• REQUIRED TASK 1
In the forum post below about a custom slingshot, what materials is the slingshot made of?

[BEGIN EXTRACT PROVIDED]

# Custom Red Palm and Black Palm.



## DougDynasty (Jul 8, 2013)

Hey guys somebody wanted a custom that would be great and asked for me to try my best to do my best work yet. I dunno about that but I Def tried hard on this one. I don't remember ever seeing a slingshot made out of red palm. So I tried to use some unique materials. I seen a Hungarian slingbow in a post and took that shape and tweaked and changed it a little bit to suit my liking and came up with this. This is aluminum, black plastic spacer, red palm and black palm. I think it is a unique slingshot . It's definitely different. I sanded it to 2000. I put alot of work into it and really tried to make him a shooter that he will like. It shoots really nice, a blast to hold and shoot.

[END EXTRACT PROVIDED]
[BEGIN RECORDS]

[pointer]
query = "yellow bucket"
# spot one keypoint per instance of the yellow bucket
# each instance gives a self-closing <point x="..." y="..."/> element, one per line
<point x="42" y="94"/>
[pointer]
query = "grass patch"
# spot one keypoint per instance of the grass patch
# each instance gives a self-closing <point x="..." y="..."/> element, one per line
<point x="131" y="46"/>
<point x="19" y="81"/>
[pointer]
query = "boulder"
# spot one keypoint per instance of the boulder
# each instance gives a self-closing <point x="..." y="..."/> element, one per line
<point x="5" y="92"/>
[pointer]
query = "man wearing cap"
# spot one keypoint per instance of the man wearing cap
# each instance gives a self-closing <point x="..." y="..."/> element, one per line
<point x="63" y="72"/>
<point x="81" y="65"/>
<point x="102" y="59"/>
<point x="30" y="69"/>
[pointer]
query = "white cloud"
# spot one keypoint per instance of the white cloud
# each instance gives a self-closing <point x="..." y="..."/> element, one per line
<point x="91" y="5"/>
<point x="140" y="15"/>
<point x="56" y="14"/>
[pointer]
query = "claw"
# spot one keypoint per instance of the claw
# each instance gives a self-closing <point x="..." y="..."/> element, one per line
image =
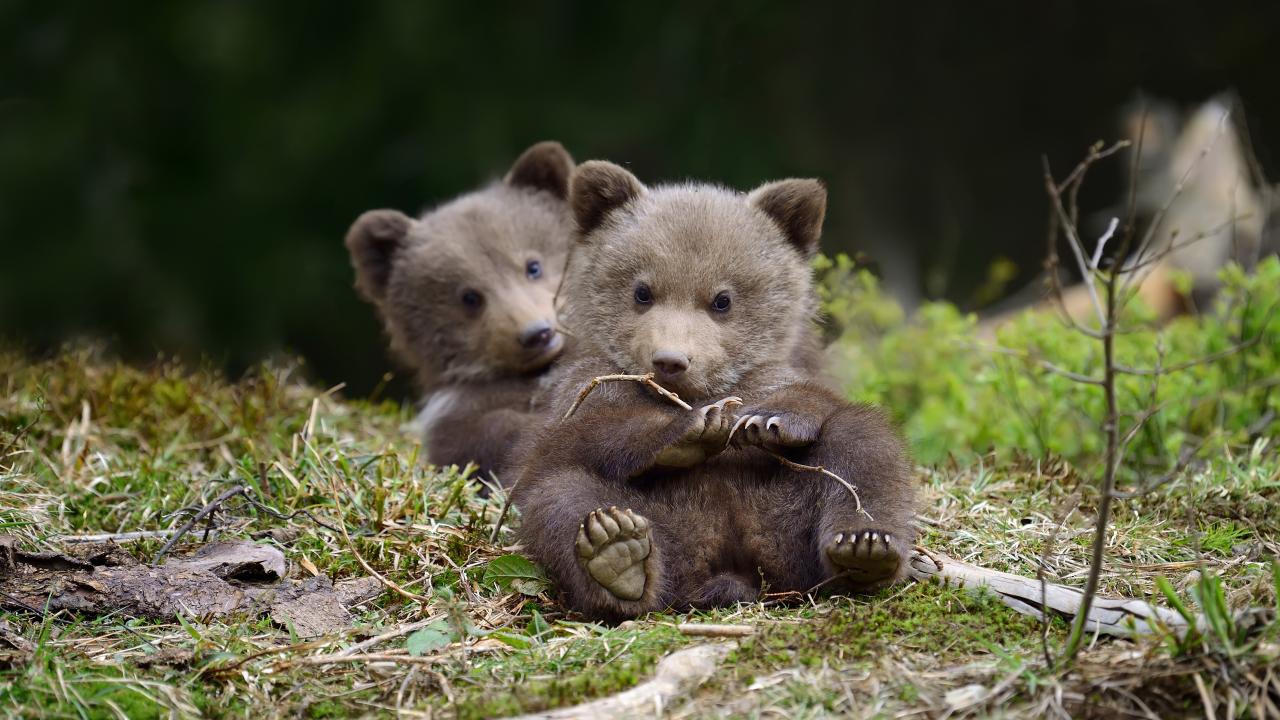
<point x="608" y="523"/>
<point x="594" y="531"/>
<point x="624" y="522"/>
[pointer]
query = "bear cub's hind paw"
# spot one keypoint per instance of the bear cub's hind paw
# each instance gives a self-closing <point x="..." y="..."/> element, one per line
<point x="613" y="545"/>
<point x="864" y="556"/>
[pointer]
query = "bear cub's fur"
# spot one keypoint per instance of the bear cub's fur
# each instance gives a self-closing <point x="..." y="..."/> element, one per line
<point x="466" y="295"/>
<point x="634" y="504"/>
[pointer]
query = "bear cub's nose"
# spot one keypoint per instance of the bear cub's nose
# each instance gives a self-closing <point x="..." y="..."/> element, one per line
<point x="670" y="363"/>
<point x="536" y="335"/>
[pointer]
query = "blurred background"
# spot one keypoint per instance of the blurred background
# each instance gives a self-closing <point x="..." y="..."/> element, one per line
<point x="178" y="177"/>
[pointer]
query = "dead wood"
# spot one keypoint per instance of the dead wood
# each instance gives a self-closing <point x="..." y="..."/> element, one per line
<point x="1110" y="616"/>
<point x="677" y="674"/>
<point x="218" y="580"/>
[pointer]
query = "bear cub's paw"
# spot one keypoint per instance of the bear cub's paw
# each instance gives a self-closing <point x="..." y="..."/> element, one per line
<point x="612" y="546"/>
<point x="705" y="437"/>
<point x="772" y="429"/>
<point x="864" y="556"/>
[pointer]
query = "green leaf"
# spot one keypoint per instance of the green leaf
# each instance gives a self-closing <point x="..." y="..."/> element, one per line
<point x="516" y="641"/>
<point x="432" y="637"/>
<point x="538" y="625"/>
<point x="516" y="573"/>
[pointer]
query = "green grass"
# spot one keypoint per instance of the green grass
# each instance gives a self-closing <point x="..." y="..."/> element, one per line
<point x="88" y="445"/>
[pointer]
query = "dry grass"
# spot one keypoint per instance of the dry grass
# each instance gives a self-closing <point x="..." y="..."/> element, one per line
<point x="92" y="446"/>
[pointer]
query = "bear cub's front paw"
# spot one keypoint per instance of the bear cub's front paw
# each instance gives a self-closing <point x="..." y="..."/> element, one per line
<point x="773" y="429"/>
<point x="865" y="557"/>
<point x="707" y="436"/>
<point x="613" y="545"/>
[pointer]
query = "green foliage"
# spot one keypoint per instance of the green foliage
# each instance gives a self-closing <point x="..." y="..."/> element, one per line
<point x="432" y="637"/>
<point x="517" y="573"/>
<point x="959" y="396"/>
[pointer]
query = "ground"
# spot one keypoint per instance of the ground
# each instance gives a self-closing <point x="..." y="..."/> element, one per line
<point x="88" y="445"/>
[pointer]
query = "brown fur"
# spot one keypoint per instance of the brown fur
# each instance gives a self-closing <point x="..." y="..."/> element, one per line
<point x="479" y="364"/>
<point x="721" y="524"/>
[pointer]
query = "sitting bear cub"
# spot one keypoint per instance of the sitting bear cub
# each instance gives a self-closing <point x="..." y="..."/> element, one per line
<point x="466" y="296"/>
<point x="634" y="504"/>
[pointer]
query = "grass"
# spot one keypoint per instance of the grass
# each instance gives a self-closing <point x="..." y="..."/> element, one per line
<point x="88" y="445"/>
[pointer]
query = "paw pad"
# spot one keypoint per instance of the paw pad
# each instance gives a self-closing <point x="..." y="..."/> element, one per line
<point x="613" y="545"/>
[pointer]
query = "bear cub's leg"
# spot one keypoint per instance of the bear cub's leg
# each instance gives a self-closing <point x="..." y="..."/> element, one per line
<point x="613" y="546"/>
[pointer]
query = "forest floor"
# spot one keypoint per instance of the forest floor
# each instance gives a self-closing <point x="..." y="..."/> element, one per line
<point x="92" y="446"/>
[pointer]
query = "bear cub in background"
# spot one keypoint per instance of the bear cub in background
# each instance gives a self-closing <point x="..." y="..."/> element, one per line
<point x="636" y="505"/>
<point x="466" y="296"/>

[END RECORDS]

• REQUIRED TASK 2
Select every line of the records above that contains the string "cloud". Case counts.

• TASK SOLUTION 1
Aluminum, a black plastic spacer, red palm, and black palm.

• TASK SOLUTION 2
query = "white cloud"
# spot one keypoint per instance of the white cloud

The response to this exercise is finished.